====== Source material

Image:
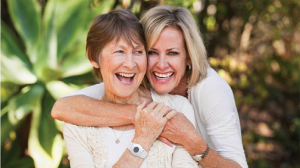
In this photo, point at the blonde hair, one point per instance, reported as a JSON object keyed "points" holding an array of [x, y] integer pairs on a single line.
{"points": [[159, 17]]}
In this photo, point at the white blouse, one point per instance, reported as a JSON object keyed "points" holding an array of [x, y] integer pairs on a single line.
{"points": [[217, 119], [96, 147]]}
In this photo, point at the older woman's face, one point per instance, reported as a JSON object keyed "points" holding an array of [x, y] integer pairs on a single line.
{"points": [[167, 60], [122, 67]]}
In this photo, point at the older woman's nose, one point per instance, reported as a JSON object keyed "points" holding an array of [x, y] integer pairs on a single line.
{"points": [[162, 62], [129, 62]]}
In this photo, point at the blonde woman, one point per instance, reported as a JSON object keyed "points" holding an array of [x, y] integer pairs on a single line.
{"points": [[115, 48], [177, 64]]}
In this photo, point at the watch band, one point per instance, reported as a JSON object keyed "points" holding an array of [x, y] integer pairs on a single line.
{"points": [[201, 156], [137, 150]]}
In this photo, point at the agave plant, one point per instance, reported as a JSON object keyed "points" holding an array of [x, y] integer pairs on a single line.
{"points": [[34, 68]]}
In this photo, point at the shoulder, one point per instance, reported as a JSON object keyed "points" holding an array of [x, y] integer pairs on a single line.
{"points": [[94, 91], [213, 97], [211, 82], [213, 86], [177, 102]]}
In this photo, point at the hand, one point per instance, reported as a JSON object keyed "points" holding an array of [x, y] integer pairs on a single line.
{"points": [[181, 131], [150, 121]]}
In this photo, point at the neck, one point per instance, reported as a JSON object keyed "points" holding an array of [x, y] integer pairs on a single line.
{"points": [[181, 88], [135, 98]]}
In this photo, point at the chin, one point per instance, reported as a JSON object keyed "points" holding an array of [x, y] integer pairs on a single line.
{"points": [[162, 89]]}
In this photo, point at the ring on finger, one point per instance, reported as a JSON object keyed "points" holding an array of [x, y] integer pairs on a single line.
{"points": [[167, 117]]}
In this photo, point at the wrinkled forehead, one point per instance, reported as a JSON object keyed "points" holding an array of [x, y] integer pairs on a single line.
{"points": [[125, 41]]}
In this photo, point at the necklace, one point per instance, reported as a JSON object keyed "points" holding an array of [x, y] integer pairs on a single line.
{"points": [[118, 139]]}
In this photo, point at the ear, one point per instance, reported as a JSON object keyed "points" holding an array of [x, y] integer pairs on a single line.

============

# Requirement:
Above are records to transcribe exactly; leave their pictures out.

# Exercise result:
Image:
In this photo, point at the blonde hair, one point per instance, reported as a JSON object keyed "points" holding an array of [x, y] integer pairs on a single line.
{"points": [[159, 17]]}
In this photo, point at the white blouse, one point per instance, reported as a JSON object keyed "points" holding an array of [x, y] integer pairs on a single line.
{"points": [[217, 119], [96, 147]]}
In this photo, point at the older woman's face, one point per instance, reported as a JSON object keyed "points" holding an array of [x, y] integer pairs on a single line.
{"points": [[167, 60], [122, 67]]}
In this photo, point at the older woman's nose, one point per instance, reported as a JSON object keyed "points" holding an array of [x, y] integer pairs on a single line.
{"points": [[162, 62], [129, 62]]}
In this photo, point at the blonde woman, one point per instance, reported as a JSON object keyed "points" holding an array of [x, y] integer pairs on a single line.
{"points": [[115, 48], [177, 64]]}
In this photo, point at the watch band, one point per instance, reported as a JSON object keyed "points" holding an array of [x, y] integer pairs on a single line.
{"points": [[201, 156], [137, 150]]}
In this photo, point at the agave plant, one point per instance, reported as a JSON object keyed "points" holding an array of [x, y] integer pairs on a single line.
{"points": [[34, 68]]}
In this photo, point at the shoulder, one point per instance, reported as a JSON object keyed "points" holding an array of [x, y] integer pairs on a single line.
{"points": [[94, 91], [213, 97], [211, 82], [213, 86], [177, 102]]}
In this photo, point at the hand, one point per instance, reported as a JSON object keyed "points" holding an array of [x, y] integer pairs on a single line.
{"points": [[181, 131], [150, 121]]}
In this photo, point at the neck, one point per instance, reported as a JSON object keyed "points" holding an array of [x, y] integer pairs on a single line.
{"points": [[181, 88], [135, 98]]}
In this photo, point at the chin, one point per instance, reported as a JSON object keyed "points" holding an array of [x, y] integer pairs on a single line.
{"points": [[162, 89]]}
In this photo, point at the ring on finger, one point per instance, reported as a JSON object keyed "points" holding an array of [x, y] integer pairs on a single line.
{"points": [[167, 117]]}
In this photo, point at the wrinkled forehead, one point per instance, reported as a JSON object keyed "points" holding an array of [x, y] integer pairs on a single line.
{"points": [[125, 41]]}
In this photo, point at the necklace, one point per instance, reported as a JSON object keyed "points" holding an array of [x, y] integer pairs on a single line.
{"points": [[118, 139]]}
In this photo, point at the ear, one point per instance, reported as a JSON object keyed "points" holding an array of [x, y] integer pairs on a single line.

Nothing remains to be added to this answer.